===== データの中身
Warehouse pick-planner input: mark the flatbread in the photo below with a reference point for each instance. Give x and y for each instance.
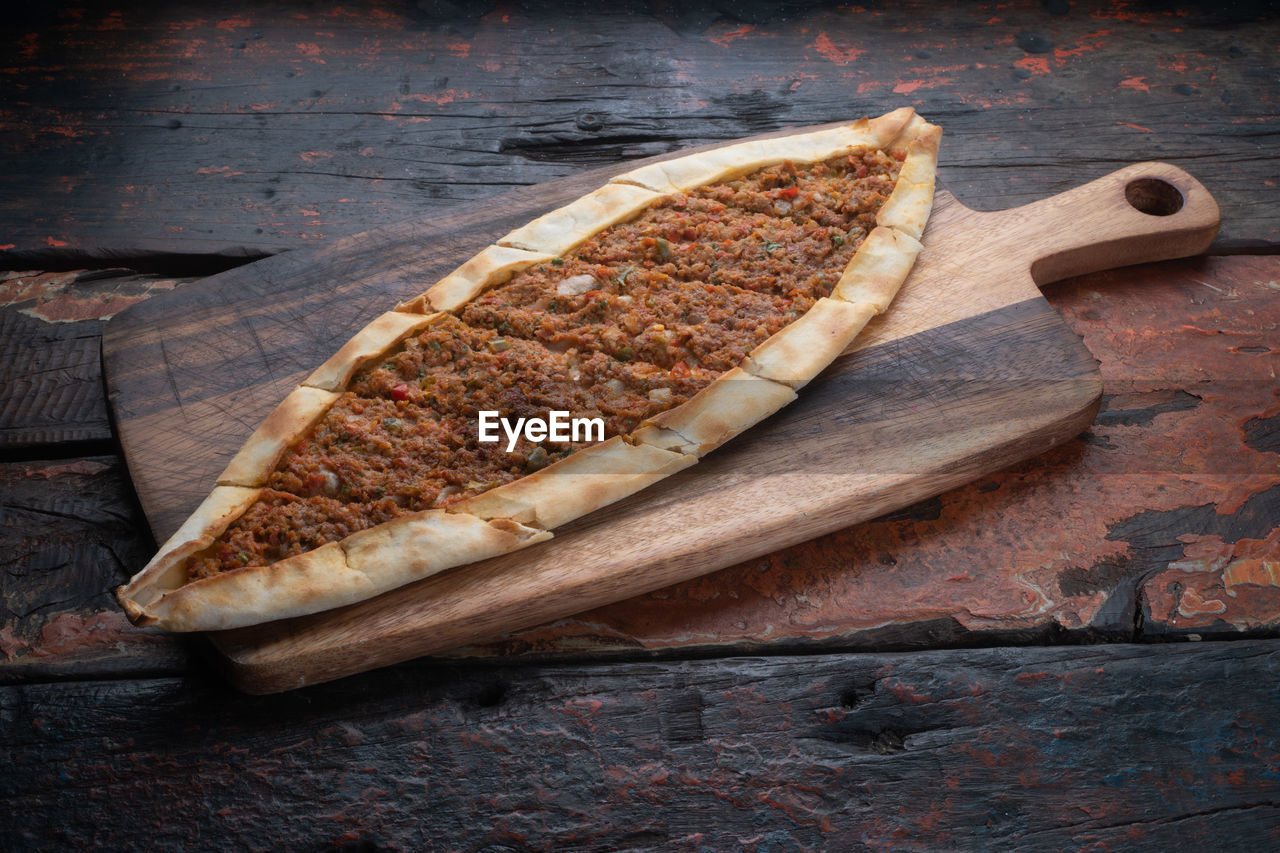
(522, 512)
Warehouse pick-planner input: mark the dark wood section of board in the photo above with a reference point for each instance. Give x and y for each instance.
(1119, 747)
(191, 137)
(777, 486)
(215, 131)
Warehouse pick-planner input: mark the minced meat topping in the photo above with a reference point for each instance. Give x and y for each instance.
(631, 323)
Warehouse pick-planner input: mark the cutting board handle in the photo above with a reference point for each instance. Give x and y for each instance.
(1147, 211)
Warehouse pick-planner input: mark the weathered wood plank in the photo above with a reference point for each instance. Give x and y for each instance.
(69, 533)
(1168, 492)
(1120, 747)
(1161, 518)
(50, 355)
(216, 129)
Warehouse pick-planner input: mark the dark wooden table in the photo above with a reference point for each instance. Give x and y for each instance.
(1078, 652)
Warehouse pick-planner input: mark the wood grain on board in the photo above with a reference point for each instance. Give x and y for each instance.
(970, 372)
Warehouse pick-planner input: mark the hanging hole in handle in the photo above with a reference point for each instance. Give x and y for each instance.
(1153, 196)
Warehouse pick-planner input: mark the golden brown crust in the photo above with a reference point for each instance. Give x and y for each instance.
(493, 265)
(563, 228)
(717, 413)
(382, 333)
(296, 414)
(878, 268)
(424, 543)
(584, 482)
(306, 583)
(800, 351)
(167, 569)
(908, 208)
(494, 521)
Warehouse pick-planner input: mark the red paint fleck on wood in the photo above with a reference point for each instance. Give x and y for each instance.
(234, 22)
(72, 633)
(839, 54)
(10, 643)
(1034, 64)
(732, 35)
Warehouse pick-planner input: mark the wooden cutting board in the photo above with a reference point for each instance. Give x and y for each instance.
(969, 372)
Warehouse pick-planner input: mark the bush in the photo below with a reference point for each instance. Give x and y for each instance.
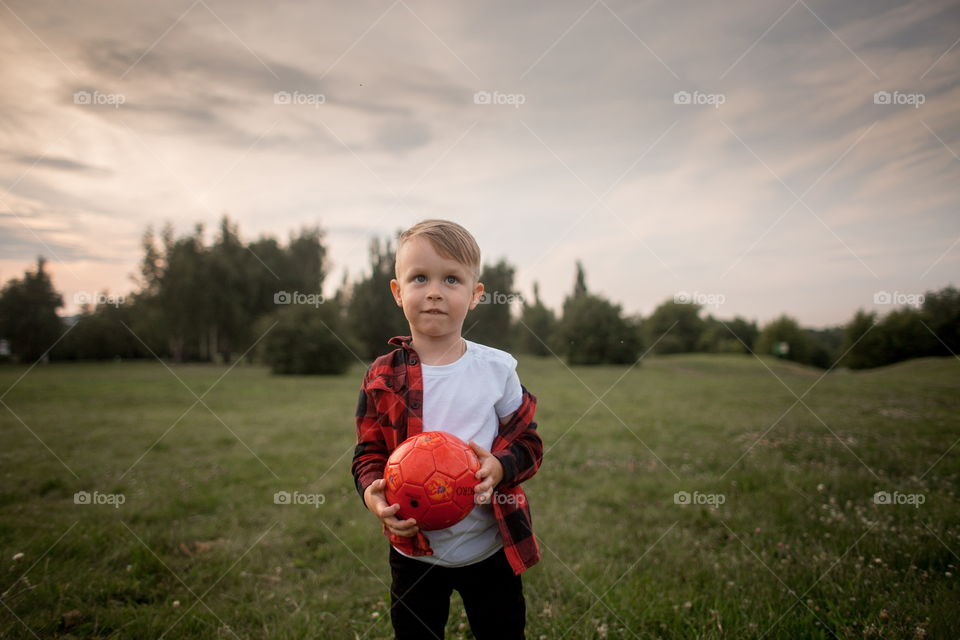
(594, 332)
(306, 340)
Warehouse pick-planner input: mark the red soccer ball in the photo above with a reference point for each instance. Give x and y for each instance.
(431, 476)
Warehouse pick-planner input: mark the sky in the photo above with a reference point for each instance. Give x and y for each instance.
(758, 157)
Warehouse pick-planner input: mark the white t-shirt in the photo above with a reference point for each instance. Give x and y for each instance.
(467, 398)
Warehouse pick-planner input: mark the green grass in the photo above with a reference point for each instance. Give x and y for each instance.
(798, 549)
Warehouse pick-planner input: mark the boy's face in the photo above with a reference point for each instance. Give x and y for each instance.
(435, 292)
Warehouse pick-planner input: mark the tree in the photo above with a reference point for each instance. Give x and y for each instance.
(28, 313)
(941, 313)
(594, 332)
(674, 327)
(727, 336)
(306, 340)
(489, 322)
(373, 315)
(784, 338)
(861, 343)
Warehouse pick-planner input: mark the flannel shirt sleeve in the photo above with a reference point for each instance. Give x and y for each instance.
(370, 453)
(522, 458)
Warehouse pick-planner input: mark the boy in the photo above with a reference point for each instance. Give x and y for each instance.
(437, 380)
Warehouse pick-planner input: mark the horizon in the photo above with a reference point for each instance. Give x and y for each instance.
(797, 159)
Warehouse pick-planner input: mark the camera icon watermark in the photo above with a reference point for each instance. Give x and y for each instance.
(286, 297)
(685, 498)
(297, 498)
(98, 299)
(88, 498)
(96, 98)
(912, 499)
(699, 98)
(702, 299)
(298, 98)
(497, 297)
(886, 297)
(495, 97)
(898, 98)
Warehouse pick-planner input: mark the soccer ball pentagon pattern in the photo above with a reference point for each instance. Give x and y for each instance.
(431, 476)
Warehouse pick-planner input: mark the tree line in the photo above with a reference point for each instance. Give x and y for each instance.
(262, 301)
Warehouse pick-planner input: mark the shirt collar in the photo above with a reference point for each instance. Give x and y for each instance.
(401, 341)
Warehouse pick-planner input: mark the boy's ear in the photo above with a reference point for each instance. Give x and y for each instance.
(477, 294)
(395, 289)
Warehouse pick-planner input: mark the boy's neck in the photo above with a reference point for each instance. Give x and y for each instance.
(439, 351)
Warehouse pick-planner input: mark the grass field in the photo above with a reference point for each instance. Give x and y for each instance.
(785, 541)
==========
** 問題の内容 **
上の行をすべて、空行を除いて番号付きのリストにまとめてください。画像は答えに入れないでください。

** この問題の答え **
1. Warehouse pick-planner input: mark the flatbread in the photo below with a reference point for each instance. Give x and y for each instance.
2. (522, 512)
3. Warehouse pick-planner input: mark the dark wood section of board in the photo above with a reference point for each instance. Give x and y for each instance.
4. (1119, 747)
5. (191, 137)
6. (777, 486)
7. (215, 131)
8. Warehouse pick-planner input: mark the minced meat topping in the photo above with a reference point for each instance. Give x and y for each instance.
9. (631, 323)
10. Warehouse pick-planner input: mark the cutting board handle in the photo above with a reference point for each instance. Give x and y for each instance.
11. (1147, 211)
12. Warehouse pick-planner input: mark the weathered wood plank in the photo above with a reference point for each instance. Give x and y for each instance.
13. (69, 533)
14. (1168, 492)
15. (1120, 747)
16. (1161, 518)
17. (50, 355)
18. (216, 129)
19. Warehouse pick-planner input: mark the dark wooden table in the photo above with a reference point for each instance. Give x and y for each instance.
20. (1078, 652)
21. Warehouse pick-planner input: mark the wood grain on board in the photo above with a reference point for each instance. Give x and y for each instance.
22. (970, 372)
23. Warehouse pick-planner input: mark the hanging hole in handle in the photo above with a reference point for each instance. Give x and y for each instance.
24. (1153, 196)
25. Warehouse pick-planner input: mark the golden brown crust in the photo above with a reference point for each instance. Give x and y for each instance.
26. (493, 265)
27. (563, 228)
28. (717, 413)
29. (382, 333)
30. (296, 414)
31. (878, 268)
32. (424, 543)
33. (584, 482)
34. (306, 583)
35. (800, 351)
36. (167, 569)
37. (908, 208)
38. (494, 521)
39. Warehouse pick-planner input: mark the red paint fleck on wood in the photo above with a reference point for each instance. Give x and y for each instance.
40. (234, 22)
41. (72, 633)
42. (839, 54)
43. (10, 643)
44. (1034, 64)
45. (732, 35)
46. Warehouse pick-planner input: mark the wooden cutting board in the photo above with a reference point for each instance. Give x and y for each instance.
47. (969, 372)
48. Warehouse pick-planner input: mark the bush in the photo below with a reference point for each instance. Give x and y for each instance.
49. (594, 332)
50. (306, 340)
51. Warehouse pick-planner input: mark the red soccer ball in the photo above with a reference point for each instance. Give x and y for each instance.
52. (431, 476)
53. Warehouse pick-planner input: mark the sky in the photo above with a reference point for each instance. Give x and y for each instance.
54. (758, 157)
55. Warehouse pick-planner input: mark the white t-shirt in the photo above with a reference point for each instance. Give x and y for each instance.
56. (467, 398)
57. Warehouse pick-planner input: mark the green grass in the photo above with a reference point for each instance. Give x and y for each instance.
58. (798, 549)
59. Warehouse pick-planner input: mark the boy's face in the photo above with a reference point for each instance. Give x and y for each instance.
60. (435, 292)
61. Warehouse pick-planner input: mark the tree in the photo above with a reference point for each instance. Give x and y for each instance.
62. (28, 313)
63. (941, 313)
64. (594, 332)
65. (674, 327)
66. (727, 336)
67. (306, 340)
68. (489, 322)
69. (373, 315)
70. (784, 338)
71. (861, 343)
72. Warehouse pick-planner input: mark the flannel shirt sleeve in the photo above with a reference point for each instance. Give x and y for each instance.
73. (370, 453)
74. (522, 458)
75. Warehouse pick-planner input: mark the boy in the photo above with a reference point for each instance. Give x and y for each instance.
76. (437, 380)
77. Warehouse pick-planner input: mark the horizon in the photo above with a reference point for each instance. Give x and y for each instance.
78. (797, 159)
79. Warehouse pick-planner input: mark the camera icon watermark in the photo above with a reference point for each instance. Give x and y for each instance.
80. (286, 297)
81. (685, 498)
82. (297, 498)
83. (98, 299)
84. (88, 498)
85. (96, 98)
86. (912, 499)
87. (699, 98)
88. (702, 299)
89. (298, 98)
90. (497, 297)
91. (886, 297)
92. (495, 97)
93. (898, 98)
94. Warehouse pick-planner input: mark the soccer ball pentagon pattern in the photo above with a reference point for each instance. Give x and y for each instance.
95. (431, 476)
96. Warehouse pick-planner input: mark the tree line in the photo above with a reference point for each instance. Give x and y for each instance.
97. (262, 301)
98. Warehouse pick-planner input: mark the shirt collar in the photo above with a reference point for each instance. Give x and y for each instance.
99. (401, 341)
100. Warehouse pick-planner input: mark the boy's ear in the photo above with a reference point for each instance. Give x and y for each instance.
101. (477, 294)
102. (395, 289)
103. Warehouse pick-planner input: mark the boy's neck in the photo above with a reference point for each instance. Give x and y for each instance.
104. (439, 351)
105. Warehouse pick-planner input: mark the grass field in the photo above with a reference point for each instance. Give x and y for each instance.
106. (785, 541)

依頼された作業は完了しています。